Named object pointing entries
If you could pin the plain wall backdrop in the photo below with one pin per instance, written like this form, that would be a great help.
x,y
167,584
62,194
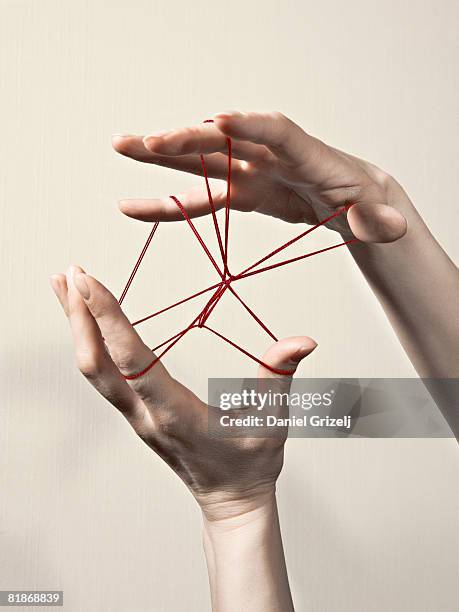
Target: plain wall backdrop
x,y
369,525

→ **STATED TASK**
Rewrite all of the material above, swapping "backdrop" for "background" and keeping everything else the same. Leave the pictures out of your answer.

→ **RESPONSE FOR THIS EXERCISE**
If you could pin the plain wall background in the photo below with one pin per instance, written like this form, that would be a great help.
x,y
167,584
62,194
Target: plain wall background
x,y
369,525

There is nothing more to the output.